____ SOURCE MATERIAL

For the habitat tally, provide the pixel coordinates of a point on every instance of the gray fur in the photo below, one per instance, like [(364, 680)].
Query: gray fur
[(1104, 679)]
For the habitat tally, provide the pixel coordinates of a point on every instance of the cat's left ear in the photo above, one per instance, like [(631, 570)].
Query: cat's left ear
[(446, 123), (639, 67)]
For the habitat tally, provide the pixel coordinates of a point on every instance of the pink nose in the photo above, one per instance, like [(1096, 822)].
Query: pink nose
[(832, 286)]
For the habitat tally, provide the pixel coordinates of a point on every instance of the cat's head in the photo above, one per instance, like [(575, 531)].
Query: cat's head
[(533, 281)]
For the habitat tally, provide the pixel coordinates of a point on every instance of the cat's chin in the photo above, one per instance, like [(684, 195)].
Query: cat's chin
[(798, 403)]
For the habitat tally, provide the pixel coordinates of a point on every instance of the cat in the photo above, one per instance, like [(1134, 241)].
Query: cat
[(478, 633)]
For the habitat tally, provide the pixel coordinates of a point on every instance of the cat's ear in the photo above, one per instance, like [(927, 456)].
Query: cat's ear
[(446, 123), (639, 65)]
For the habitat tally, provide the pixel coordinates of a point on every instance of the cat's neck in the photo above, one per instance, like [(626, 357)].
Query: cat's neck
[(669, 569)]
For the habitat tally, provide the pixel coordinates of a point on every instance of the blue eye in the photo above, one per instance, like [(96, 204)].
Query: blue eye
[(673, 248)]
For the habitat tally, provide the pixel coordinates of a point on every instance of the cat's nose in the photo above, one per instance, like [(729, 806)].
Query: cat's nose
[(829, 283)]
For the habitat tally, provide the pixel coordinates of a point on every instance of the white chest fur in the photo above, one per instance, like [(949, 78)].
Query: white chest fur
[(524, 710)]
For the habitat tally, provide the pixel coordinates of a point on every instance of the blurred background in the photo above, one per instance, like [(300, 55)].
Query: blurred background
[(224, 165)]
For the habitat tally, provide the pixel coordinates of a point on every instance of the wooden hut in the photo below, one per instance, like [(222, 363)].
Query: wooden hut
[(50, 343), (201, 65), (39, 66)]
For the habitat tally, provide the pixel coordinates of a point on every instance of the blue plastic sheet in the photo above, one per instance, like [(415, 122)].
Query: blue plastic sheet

________

» **PROBLEM**: Using the entries above, copy out all lines that contain the string "below".

» **OUTPUT OF THE EXERCISE**:
For the habitat tally, provide the pixel coordinates of a point on every instance of the gray fur in the photo below, one per instance, like [(364, 680)].
For the habitat tally, provide the pixel coordinates of a point on every instance of the wooden hut in the photo below, one per instance, like [(222, 363)].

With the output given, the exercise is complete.